### Requirement
Set down each of the following lines precisely as it appears, altering nothing.

"""

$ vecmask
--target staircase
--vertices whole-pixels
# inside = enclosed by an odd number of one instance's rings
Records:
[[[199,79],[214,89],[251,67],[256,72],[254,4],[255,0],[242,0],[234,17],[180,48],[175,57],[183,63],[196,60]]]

"""

### Exercise response
$ vecmask
--target staircase
--vertices whole-pixels
# inside = enclosed by an odd number of one instance's rings
Records:
[[[199,79],[214,89],[251,67],[256,72],[254,4],[255,0],[242,0],[234,17],[180,48],[175,57],[183,63],[196,60]]]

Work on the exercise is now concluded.